(Collected data)
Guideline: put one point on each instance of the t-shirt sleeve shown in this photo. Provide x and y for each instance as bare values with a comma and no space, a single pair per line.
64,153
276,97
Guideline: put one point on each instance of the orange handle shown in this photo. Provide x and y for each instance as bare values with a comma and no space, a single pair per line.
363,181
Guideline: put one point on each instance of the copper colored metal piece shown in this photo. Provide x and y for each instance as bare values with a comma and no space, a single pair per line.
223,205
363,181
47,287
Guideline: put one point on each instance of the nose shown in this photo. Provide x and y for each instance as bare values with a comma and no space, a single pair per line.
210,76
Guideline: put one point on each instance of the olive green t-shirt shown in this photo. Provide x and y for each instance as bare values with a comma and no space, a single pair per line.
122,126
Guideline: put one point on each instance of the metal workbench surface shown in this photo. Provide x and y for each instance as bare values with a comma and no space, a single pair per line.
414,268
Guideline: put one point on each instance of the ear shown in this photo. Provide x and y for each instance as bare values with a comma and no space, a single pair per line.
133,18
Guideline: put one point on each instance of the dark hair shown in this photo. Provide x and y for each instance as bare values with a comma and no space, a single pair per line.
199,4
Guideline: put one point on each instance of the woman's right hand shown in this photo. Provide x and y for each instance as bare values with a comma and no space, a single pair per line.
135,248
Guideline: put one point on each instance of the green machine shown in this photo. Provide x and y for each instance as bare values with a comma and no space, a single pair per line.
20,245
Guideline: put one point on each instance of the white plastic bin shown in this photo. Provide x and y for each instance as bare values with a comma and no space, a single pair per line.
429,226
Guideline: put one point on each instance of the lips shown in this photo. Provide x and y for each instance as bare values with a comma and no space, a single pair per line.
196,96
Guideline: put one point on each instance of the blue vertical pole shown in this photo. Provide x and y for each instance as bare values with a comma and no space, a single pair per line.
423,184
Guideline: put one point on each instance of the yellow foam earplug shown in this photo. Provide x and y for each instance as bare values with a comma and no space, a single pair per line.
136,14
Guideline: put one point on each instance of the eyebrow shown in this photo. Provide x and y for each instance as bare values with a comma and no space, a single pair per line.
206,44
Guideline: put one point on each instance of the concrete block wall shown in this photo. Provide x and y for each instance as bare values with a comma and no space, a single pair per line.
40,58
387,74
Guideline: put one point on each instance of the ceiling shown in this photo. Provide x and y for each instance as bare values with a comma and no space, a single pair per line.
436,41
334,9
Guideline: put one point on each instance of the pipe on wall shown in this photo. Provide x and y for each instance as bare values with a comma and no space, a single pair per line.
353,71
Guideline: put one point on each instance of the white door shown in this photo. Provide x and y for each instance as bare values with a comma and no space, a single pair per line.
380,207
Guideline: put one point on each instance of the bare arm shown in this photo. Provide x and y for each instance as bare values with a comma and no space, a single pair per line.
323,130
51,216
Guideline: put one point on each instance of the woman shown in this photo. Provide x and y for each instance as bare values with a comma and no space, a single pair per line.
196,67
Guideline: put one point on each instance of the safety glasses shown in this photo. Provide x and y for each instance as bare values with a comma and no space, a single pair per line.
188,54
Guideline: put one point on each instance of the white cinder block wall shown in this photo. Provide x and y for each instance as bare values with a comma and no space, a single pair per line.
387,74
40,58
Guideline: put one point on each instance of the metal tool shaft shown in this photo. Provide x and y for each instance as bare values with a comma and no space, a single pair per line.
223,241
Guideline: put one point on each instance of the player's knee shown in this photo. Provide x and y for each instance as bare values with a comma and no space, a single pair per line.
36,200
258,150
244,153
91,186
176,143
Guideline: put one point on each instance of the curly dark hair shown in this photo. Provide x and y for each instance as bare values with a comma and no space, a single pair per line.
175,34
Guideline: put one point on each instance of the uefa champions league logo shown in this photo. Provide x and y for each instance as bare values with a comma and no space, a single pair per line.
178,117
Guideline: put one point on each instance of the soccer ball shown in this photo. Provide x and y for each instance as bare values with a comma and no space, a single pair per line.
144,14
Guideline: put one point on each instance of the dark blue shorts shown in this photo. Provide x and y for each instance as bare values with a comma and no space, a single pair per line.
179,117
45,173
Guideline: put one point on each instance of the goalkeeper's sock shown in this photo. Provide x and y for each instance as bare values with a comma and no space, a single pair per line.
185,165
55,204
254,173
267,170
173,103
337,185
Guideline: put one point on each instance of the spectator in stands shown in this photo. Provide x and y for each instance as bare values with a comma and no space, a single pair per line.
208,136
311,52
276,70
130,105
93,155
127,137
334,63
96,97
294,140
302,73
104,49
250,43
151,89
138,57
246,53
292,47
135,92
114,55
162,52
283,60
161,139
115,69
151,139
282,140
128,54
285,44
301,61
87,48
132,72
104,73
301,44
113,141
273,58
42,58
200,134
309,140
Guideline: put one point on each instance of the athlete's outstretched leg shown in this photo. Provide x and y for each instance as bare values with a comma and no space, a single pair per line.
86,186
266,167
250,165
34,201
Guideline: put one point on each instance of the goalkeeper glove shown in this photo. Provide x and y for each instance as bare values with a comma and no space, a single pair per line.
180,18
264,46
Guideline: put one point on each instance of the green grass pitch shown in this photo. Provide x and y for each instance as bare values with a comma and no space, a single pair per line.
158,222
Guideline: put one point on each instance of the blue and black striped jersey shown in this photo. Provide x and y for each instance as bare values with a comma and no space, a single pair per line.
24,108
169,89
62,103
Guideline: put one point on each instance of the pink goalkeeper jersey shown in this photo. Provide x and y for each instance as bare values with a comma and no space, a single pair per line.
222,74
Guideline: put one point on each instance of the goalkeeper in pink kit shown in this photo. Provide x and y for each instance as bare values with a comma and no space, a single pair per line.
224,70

* _Your task_
Exact copies of every record above are required.

* _Written solution_
Guideline: put one point on each instance of the t-shirt sleeve shown in this photo. Provide x and y for each instance as bare values with a comma and no space, a single pair per line.
64,153
276,97
Guideline: put one point on each instance of the orange handle shown in this photo. Provide x and y for each instance as bare values with a comma and no space, a single pair per line.
363,181
Guideline: put one point on each instance of the copper colored metal piece shown in this photo. Provide x and y for each instance as bare values with a comma and no space, a single pair per line.
223,205
363,181
47,287
Guideline: put one point on each instance of the nose shown in this photo. Provide x and y for each instance as bare values with a comma and no space, a single pair per line.
210,76
Guideline: put one point on each instance of the olive green t-shirt shown in this photo. Provide x and y for each instance as bare values with a comma and no space, a single pair per line.
122,126
Guideline: put one point on each instance of the metal workbench surface shown in this photo. Provide x and y for each instance as bare values with a comma and no space, a single pair per line.
414,268
Guideline: put one point on each instance of the ear shown in this photo. Provide x and y for each instance as bare values with a comma and no space, a single pair per line.
133,18
Guideline: put one point on each instance of the dark hair shown in this photo. Provide x and y for each instance as bare values with a comma and no space, a single pair per line.
199,4
Guideline: put one point on each instance of the woman's right hand shown in this photo. Provide x and y for each instance as bare values with a comma and no space, a single pair per line.
135,248
Guideline: put one point on each instance of the green machine shown in this photo. Provide x and y for each instance as bare values with a comma and no space, a single pair per line.
20,245
Guideline: put one point on each instance of the white plastic bin shown in this photo. Provide x and y for each instance as bare values with a comma and no space, a single pair per line.
429,226
Guideline: put one point on each instance of the lips shown in this photo. Provide x and y for each instance as bare values with a comma and no space, a single pair per line.
196,96
Guideline: put one point on each instance of the blue vertical pole shown in this photo. Provide x and y for each instance as bare values with a comma and no space, a single pair per line.
423,184
Guideline: put one point on each instance of the yellow foam earplug shown in this photo. Provide x and y for each instance as bare values with a comma and no space, a single pair per line.
136,14
Guideline: put one point on each instance of the eyebrow shown in this photo. Provide x and y for each instance as bare values with a comma and no space, a single pair per line.
206,44
Guideline: put one point on each instance of the concrete block wall shown in this photo. Provide x and y for each instance as bare values with a comma and no space, a single pair per line.
40,58
387,74
Guideline: put one point on each instance of the ceiling shown in this photo. Provide x and y for each instance as bare values with a comma and no space, a single pair per line.
436,41
334,9
Guideline: put one point on each instance of the pipe on wall shown in this photo. Provide x and y for each instance as bare values with a comma and no space, a single pair per line.
353,71
Guideline: put one point on each instance of the white door shown in this photo. Provide x and y for each instance as bare values with a comma and no space, a single pair per line.
380,207
Guideline: put one point on each instance of the bare arm shown in this photo. Provide x and y for each instance as bare values with a comma and no space, a single pair per line.
323,130
51,216
Guideline: put one point on each instance of the woman shown in this photo. Provide x and y for each instance as bare values with a comma and no space, a single pair per line.
196,67
Guideline: put one point on each instance of the safety glasses shown in this photo. Provide x and y for each instance as bare values with a comma and no space, a single pair per line.
188,54
Guideline: put one point on each instance of the white cinder block wall shown in this photo. Provide x and y for each instance as bare values with a comma and no space, a single pair per line.
387,74
40,58
Guideline: put one point on each instance of the metal tool shaft shown in this photo. Provide x and y for each instance as bare values with a comma and no space, a single pair per line.
223,241
Guideline: put one point on each instance of the player's knee shown in this photo. Provide x and y for each instance as bare values with a comma and no space, a single pair per line.
36,200
258,150
244,153
91,186
176,143
Guideline: put one point on each instance of the curly dark hair shown in this photo. Provide x and y for each instance as bare values with a comma and no space, a single pair per line.
175,34
Guideline: put one point on each instance of the uefa champions league logo shown in this photo. Provide x and y for each instance as bare values with a comma and no space, a single pair per line.
178,117
Guideline: put one point on each instance of the soccer ball shown in this photo. Provide x and y for each instance as bare values with a comma and no space, a single pair per line.
144,14
Guideline: put one point on each instance of the dark blue shorts shown in this photo. Provide x and y for each instance as bare values with a comma and no space, a single pair per line.
179,117
45,173
Guideline: put one point on each instance of the goalkeeper's sock shown in this photo. Provide x and y for each instance as bare values with a comma and no space, a single pair per line.
185,165
55,204
254,173
267,170
173,103
337,185
Guideline: put one point on each instance of the spectator in stands shown in this photo. Provide x and y for each instance as bare values with a comma and no space, a single pair per line.
208,136
311,52
276,70
130,105
93,155
127,137
334,63
96,97
294,140
302,73
104,49
250,43
151,89
138,57
246,53
292,47
135,92
114,55
162,52
283,60
161,139
115,69
151,139
282,140
128,54
285,44
301,61
87,48
132,72
104,73
301,44
113,141
273,58
42,58
200,134
309,140
Guideline: put one point on each instance of the athlete's outstretched leg shown in this photo. Provide x and y for each instance as bare values with a comma and no space, a single pair per line.
86,186
266,167
250,165
34,201
Guideline: put one point on each instance of the goalkeeper glove shown in this photo. Provide x and y for each instance as bare values with a comma and no space, a single pair per line.
180,18
264,46
Guideline: put one point on each instance of the green grass pitch shown in this photo. Provide x and y for each instance as bare values with a comma and no space, a single pair per line.
158,222
Guideline: put one point on each instance of the blue and black striped jersey shown in this photo. Provide x and y for each instance as bare values with a comma and no space, a single pair per line.
24,108
169,89
62,103
Guideline: put one point on each instance of the pink goalkeeper jersey shown in this photo. Provide x and y for each instance as bare values with a comma and no space, a single pair per line.
222,74
Guideline: put one point on each instance of the goalkeeper in pink kit shown in this photo. Provide x and y for each instance as bare values with a comma and no space, a single pair per line.
224,70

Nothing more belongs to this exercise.